* _Using the information_
- A) Restate the workshop announcement from the words "What do we need" through "Marc Richardson (mtrichardson@uchicago.edu)", replacing "reproducibility" with "replicability" wherever it appears.
- B) Translate this sentence from the workshop announcement into Spanish: "The requirements for specialized hardware, scale, and deep reconfigurability often make experiments extremely difficult to reproduce."

* _Source document_
========================================

What do we need to make reproducibility for HPC experiments practical?
Come debate with authors and reviewers of artifact evaluation initiatives at HPC conferences, community practitioners, and infrastructure providers!
Special keynotes from Dr. Torsten Hoefler and Dr. Kate Keahey.
Questions? Contact event coordinator Marc Richardson (mtrichardson@uchicago.edu)
Note: This workshop is not an official workshop of the SC24 conference. Separate registration is required.
About the Workshop
Reproducibility in High-Performance Computing (HPC) and systems research presents unique challenges. The requirements for specialized hardware, scale, and deep reconfigurability often make experiments extremely difficult to reproduce. The diverse nature of HPC research further complicates matters, with some experiments being relatively straightforward and low-cost to replicate, while others remain practically unfeasible. Despite these challenges, the potential benefits of reproducibility in HPC are immense. Examining experiments from various angles can yield significant insights, fostering collaboration by allowing researchers to explore each other's results not just through reading, but through hands-on experimentation.
Our workshop, colocated in Atlanta with the premier annual conference showcasing the latest innovations in supercomputing technology, aims to advance the concept of practical reproducibility in HPC - a practice where reproducing results becomes a mainstream method of scientific exploration. We will provide a forum for debate on the tools, services, and approaches that best support reproducibility in HPC and systems science, concluding with a comprehensive report that captures the community's collective knowledge and recommendations for advancing practical reproducibility in HPC and systems research.

========================================

* _Data block_
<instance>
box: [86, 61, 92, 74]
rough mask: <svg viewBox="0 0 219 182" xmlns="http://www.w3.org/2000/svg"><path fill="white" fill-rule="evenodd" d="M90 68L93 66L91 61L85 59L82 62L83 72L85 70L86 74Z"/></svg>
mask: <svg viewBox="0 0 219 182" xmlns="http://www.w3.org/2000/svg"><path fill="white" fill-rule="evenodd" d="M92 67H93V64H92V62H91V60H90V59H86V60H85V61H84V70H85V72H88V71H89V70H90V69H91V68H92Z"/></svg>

========================================

* _Results for the exercise_
- A)
What do we need to make replicability for HPC experiments practical?
Come debate with authors and reviewers of artifact evaluation initiatives at HPC conferences, community practitioners, and infrastructure providers!
Special keynotes from Dr. Torsten Hoefler and Dr. Kate Keahey.
Questions? Contact event coordinator Marc Richardson (mtrichardson@uchicago.edu)

- B) Los requisitos de hardware especializado, escala y reconfigurabilidad profunda a menudo hacen que los experimentos sean extremadamente difíciles de reproducir.